Passage to read →
How to Setup a Secure Guest Account [was] Password-protecting fedora.

Matt Morgan matt.morgan at brooklynmuseum.org
Wed Mar 10 15:13:19 UTC 2004


You also, for a shared login like that, should use a browser in a kiosk 
mode that doesn't allow changes to settings, history, etc. Unless you 
want to clean it up occasionally. Opera has a very good kiosk mode. 
Mozilla/Firefox has a lot of potential, but the kiosk modes I know about 
aren't there yet. When we do this at work (a big museum) it's usually 
for web-connected kiosk stations that we can't have porn, etc., popping 
up on. Also we don't want to fix them all the time. But at the moment we 
use MS Windows stations with severely restricted system policies for 
this, we haven't done a linux one yet.

Another way to do something similar is to make everything in the home 
directory readable only, not writable, but that will probably lead to a 
lot of errors here and there that may be hard to track down and fix.

Years ago I used to use rsh (restricted shell) for vendors uploading 
stuff to a unix server via modem. Basically upon login on that terminal 
(ttys0 or whatever) it would auto-login to an account under /bin/rsh, 
and immediately start a little upload app that, upon exit, logged them 
off. And rsh prevented things like hitting '!' to get a shell prompt. 
But I have no clue how to use it anymore, or how well it would work with 
a GUI. It's probably worth looking into.

Given records →
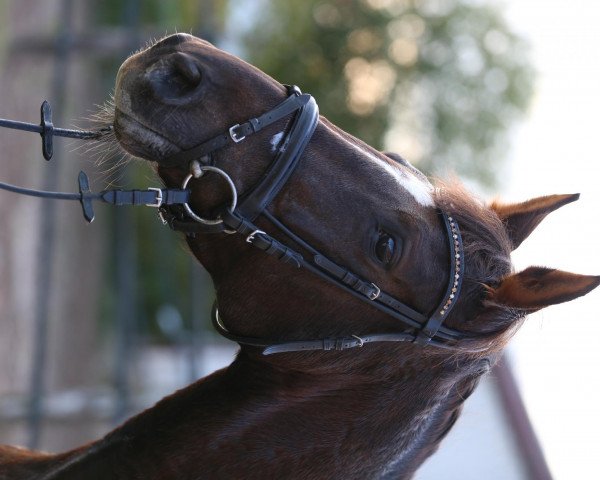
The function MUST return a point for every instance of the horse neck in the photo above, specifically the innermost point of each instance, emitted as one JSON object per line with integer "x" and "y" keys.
{"x": 277, "y": 421}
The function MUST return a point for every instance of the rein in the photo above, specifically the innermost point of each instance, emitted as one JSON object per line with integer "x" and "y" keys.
{"x": 175, "y": 211}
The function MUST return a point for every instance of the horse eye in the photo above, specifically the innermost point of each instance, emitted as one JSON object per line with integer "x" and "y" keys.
{"x": 385, "y": 247}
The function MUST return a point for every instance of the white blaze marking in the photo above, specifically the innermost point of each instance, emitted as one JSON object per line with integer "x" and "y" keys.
{"x": 420, "y": 190}
{"x": 275, "y": 141}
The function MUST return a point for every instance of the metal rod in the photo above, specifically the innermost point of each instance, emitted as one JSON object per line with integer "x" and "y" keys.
{"x": 55, "y": 131}
{"x": 46, "y": 247}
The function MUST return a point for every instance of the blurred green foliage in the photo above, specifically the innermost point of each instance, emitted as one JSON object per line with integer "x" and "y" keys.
{"x": 438, "y": 81}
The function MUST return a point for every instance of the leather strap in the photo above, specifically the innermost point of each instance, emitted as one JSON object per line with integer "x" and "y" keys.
{"x": 238, "y": 132}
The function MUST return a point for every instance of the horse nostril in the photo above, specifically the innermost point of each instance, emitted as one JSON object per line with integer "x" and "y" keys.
{"x": 174, "y": 76}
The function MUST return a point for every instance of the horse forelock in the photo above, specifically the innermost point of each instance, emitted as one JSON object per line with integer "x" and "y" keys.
{"x": 487, "y": 249}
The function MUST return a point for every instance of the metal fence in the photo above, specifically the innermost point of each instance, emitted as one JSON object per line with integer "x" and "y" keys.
{"x": 149, "y": 302}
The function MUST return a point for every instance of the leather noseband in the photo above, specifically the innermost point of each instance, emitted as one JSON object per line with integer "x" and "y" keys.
{"x": 420, "y": 329}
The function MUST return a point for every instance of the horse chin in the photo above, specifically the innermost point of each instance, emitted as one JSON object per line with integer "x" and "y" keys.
{"x": 140, "y": 140}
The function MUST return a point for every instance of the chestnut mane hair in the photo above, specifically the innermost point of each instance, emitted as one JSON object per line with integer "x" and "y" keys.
{"x": 487, "y": 249}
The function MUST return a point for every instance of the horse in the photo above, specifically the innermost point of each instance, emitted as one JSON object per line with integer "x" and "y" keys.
{"x": 367, "y": 301}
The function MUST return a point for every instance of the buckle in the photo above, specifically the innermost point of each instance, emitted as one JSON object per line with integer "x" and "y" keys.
{"x": 250, "y": 238}
{"x": 374, "y": 295}
{"x": 234, "y": 135}
{"x": 158, "y": 201}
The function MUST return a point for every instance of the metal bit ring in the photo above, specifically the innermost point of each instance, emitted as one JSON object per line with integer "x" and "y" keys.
{"x": 209, "y": 221}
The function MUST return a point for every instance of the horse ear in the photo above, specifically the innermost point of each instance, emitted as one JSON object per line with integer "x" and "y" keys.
{"x": 538, "y": 287}
{"x": 522, "y": 218}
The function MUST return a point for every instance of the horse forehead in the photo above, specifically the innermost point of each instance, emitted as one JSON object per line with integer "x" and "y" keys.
{"x": 421, "y": 191}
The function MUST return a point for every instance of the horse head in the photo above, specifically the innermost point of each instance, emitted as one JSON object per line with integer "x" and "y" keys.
{"x": 372, "y": 215}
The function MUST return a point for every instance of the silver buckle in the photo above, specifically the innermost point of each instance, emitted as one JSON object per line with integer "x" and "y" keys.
{"x": 234, "y": 136}
{"x": 375, "y": 294}
{"x": 250, "y": 238}
{"x": 158, "y": 202}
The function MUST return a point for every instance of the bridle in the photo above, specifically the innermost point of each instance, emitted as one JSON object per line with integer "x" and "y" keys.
{"x": 239, "y": 218}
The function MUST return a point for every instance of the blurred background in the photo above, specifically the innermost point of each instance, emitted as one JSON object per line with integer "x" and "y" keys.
{"x": 97, "y": 322}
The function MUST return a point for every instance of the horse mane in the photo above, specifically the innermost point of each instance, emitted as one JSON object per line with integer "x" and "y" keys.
{"x": 487, "y": 249}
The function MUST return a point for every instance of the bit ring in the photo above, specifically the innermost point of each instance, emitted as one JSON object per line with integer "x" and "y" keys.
{"x": 210, "y": 221}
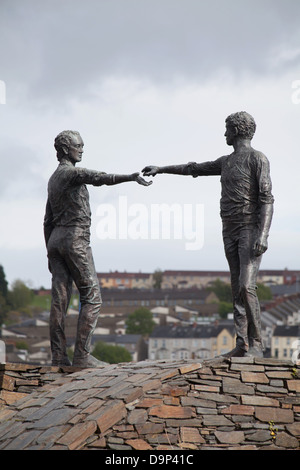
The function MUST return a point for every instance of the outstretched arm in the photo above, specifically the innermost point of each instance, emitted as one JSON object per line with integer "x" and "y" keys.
{"x": 48, "y": 222}
{"x": 261, "y": 244}
{"x": 172, "y": 169}
{"x": 99, "y": 178}
{"x": 266, "y": 202}
{"x": 190, "y": 169}
{"x": 117, "y": 179}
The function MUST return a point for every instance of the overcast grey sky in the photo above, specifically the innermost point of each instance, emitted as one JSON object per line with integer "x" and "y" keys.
{"x": 145, "y": 82}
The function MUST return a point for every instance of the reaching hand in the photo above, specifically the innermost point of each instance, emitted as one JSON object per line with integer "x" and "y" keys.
{"x": 260, "y": 246}
{"x": 150, "y": 170}
{"x": 140, "y": 180}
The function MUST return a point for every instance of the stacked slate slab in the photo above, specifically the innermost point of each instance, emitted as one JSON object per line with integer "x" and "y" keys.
{"x": 229, "y": 404}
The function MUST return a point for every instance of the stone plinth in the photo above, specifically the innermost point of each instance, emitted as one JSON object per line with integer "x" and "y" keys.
{"x": 219, "y": 404}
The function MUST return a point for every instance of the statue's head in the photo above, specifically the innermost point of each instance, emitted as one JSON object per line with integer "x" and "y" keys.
{"x": 64, "y": 141}
{"x": 242, "y": 124}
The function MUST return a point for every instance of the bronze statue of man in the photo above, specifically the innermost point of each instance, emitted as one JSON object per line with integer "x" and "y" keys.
{"x": 246, "y": 212}
{"x": 67, "y": 235}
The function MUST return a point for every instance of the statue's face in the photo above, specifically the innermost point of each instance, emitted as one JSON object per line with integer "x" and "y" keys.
{"x": 76, "y": 149}
{"x": 230, "y": 134}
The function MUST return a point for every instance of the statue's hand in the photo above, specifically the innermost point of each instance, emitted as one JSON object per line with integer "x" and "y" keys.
{"x": 140, "y": 180}
{"x": 260, "y": 246}
{"x": 150, "y": 170}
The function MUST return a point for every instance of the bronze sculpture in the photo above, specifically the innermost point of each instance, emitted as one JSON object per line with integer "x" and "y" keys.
{"x": 246, "y": 212}
{"x": 67, "y": 235}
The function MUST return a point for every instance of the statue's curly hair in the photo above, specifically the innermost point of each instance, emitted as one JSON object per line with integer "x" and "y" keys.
{"x": 243, "y": 122}
{"x": 63, "y": 138}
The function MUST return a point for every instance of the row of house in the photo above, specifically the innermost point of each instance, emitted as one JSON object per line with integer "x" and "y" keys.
{"x": 181, "y": 331}
{"x": 181, "y": 279}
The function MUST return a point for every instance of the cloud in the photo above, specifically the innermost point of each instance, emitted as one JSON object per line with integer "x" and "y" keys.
{"x": 144, "y": 82}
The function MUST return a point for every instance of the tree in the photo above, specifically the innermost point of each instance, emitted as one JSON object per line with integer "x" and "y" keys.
{"x": 110, "y": 353}
{"x": 140, "y": 322}
{"x": 4, "y": 307}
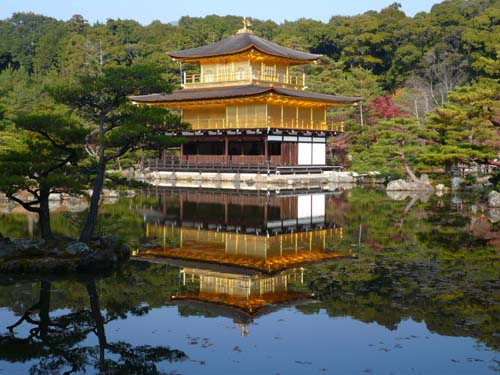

Challenges →
**1.** Duplicate the part of the guest account post starting at "Another way to" and ending at "worth looking into.".
**2.** In the guest account post, which browser is said to have a very good kiosk mode?
**3.** Resume the guest account post from where it stops.

Set of answers →
**1.**
Another way to do something similar is to make everything in the home 
directory readable only, not writable, but that will probably lead to a 
lot of errors here and there that may be hard to track down and fix.

Years ago I used to use rsh (restricted shell) for vendors uploading 
stuff to a unix server via modem. Basically upon login on that terminal 
(ttys0 or whatever) it would auto-login to an account under /bin/rsh, 
and immediately start a little upload app that, upon exit, logged them 
off. And rsh prevented things like hitting '!' to get a shell prompt. 
But I have no clue how to use it anymore, or how well it would work with 
a GUI. It's probably worth looking into.

**2.** Opera

**3.**
The holy grail is the terminal server idea (Windows Terminal Server, 
Citrix, LTSP), but that's more effort probably than the posters here are 
interested in. It gives you the absolute most control over what logins 
can do.

On 03/09/2004 10:05 PM, Ow Mun Heng wrote:

>  
>
>>-----Original Message-----
>>From: Bevan C. Bennett [mailto:bevan at fulcrummicro.com]
>>
>>Ow Mun Heng wrote:
>>    
>>
>>>>-----Original Message-----
>>>>From: Matt Morgan [mailto:matt.morgan at brooklynmuseum.org]
>>>>
>>>>I was talking about gdmflexiserver. In case it wasn't clear 
>>>>        
>>>>
>>>>from the part
>>>      
>>>
>>>>where I said "But I forget what it's called," I couldn't 
>>>>remember what it
>>>>was called :-). Fortunately a few other people wrote in about 
>>>>it as well.
>>>>
>>>>Yes, there are lots of ways to have more than one account 
>>>>loged into Unix
>>>>at the same time. Score one for Bjorn. gdmflexiserver makes 
>>>>        
>>>>
>>it really
>>    
>>
>>>>easy, is the main reason I mentioned it. I thought it might help the
>>>>original poster, who was looking for a way to give people 
>>>>access to the
>>>>computer without them seeing his mail. The combination of a 
>>>>guest account
>>>>with a new login via gdmflexiserver would probably be the 
>>>>fastest/safest
>>>>way to so what he wants.
>>>>        
>>>>
>>><SNIP>
>>>Talking about guest users. ANyone has any pointers on how, 
>>>specifically to create a guest user? I mean, it must just be 
>>>able to perform/access _normal_ stuffs (eg: web browsing, office
>>>etc) and not have access to anything else?
>>>
>>>Main keyword here I guess is _very_limited_access. Even more
>>>restrictive than normal users.
>>>      
>>>
>>You can chgrp all the things in /usr/bin (or elsewhere) that 
>>you don't 
>>want guests using to a new group "real_users", then chmod 
>>o-rwx on them 
>>all. Add all your 'non-guest' users to the real_users group 
>>so they can 
>>continue to use them. This isn't strictly considered neccessary, as 
>>normal users can't mess up system files, and normal users (if 
>>properly 
>>configured) won't be allowed to see or edit each other's files either.
>>    
>>
>
>Wow.. That's a real pain. Luckily I'm the only person using this 
>laptop
>
>  
>
>>>(since I presume that the user/password combo would be guest/guest)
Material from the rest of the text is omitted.